--- Start DATA ---
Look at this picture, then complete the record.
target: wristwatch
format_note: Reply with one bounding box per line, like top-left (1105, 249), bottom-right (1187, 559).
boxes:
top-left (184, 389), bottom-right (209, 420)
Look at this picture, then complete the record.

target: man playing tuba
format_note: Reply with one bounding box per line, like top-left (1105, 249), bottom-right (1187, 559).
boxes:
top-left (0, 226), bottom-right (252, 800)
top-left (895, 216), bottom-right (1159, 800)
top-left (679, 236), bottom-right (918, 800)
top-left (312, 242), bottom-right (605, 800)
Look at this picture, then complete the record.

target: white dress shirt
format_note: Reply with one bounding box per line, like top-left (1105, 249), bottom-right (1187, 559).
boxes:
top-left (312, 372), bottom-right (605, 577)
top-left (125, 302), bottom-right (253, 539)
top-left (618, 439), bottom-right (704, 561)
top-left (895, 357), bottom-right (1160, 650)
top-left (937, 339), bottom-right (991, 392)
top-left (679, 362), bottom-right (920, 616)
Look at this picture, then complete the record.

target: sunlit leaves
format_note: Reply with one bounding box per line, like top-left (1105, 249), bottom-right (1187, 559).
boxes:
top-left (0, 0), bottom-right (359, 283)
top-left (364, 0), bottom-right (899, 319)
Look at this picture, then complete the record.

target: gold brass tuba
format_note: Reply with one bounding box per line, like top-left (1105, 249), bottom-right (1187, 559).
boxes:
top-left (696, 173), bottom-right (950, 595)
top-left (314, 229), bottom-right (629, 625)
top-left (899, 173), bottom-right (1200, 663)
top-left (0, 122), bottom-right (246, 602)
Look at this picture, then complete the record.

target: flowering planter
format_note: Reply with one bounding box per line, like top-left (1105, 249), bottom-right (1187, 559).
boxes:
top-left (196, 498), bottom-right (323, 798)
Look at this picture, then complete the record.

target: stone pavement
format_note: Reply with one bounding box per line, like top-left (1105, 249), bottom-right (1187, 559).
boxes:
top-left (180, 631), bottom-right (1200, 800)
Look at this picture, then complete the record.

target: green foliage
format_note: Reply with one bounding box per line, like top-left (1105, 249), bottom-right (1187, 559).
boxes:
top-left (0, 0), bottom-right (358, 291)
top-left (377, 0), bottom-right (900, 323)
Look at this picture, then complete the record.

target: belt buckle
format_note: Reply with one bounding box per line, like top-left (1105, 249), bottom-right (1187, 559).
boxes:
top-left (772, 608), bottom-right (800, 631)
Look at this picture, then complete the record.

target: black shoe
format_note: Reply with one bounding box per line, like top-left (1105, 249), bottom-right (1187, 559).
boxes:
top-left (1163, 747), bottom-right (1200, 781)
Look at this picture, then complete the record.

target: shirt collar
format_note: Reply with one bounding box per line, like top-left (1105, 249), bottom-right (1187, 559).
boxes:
--- End DATA ---
Turn the items above into a numbered list with no blank lines. Start at the very first line and stop after the line that contains "top-left (312, 242), bottom-right (605, 800)".

-- EXERCISE RESPONSE --
1. Look at this picture, then complete the record.
2. target: wristwatch
3. format_note: Reply with one bounding box per line, like top-left (1105, 249), bottom-right (1187, 559).
4. boxes:
5. top-left (184, 389), bottom-right (209, 420)
6. Look at this picture, then complete the record.
7. target: man playing tuba
8. format_note: Reply with one bounding box per line, like top-left (1105, 249), bottom-right (1187, 559).
9. boxes:
10. top-left (0, 226), bottom-right (252, 800)
11. top-left (895, 216), bottom-right (1159, 800)
12. top-left (679, 236), bottom-right (918, 800)
13. top-left (312, 242), bottom-right (605, 800)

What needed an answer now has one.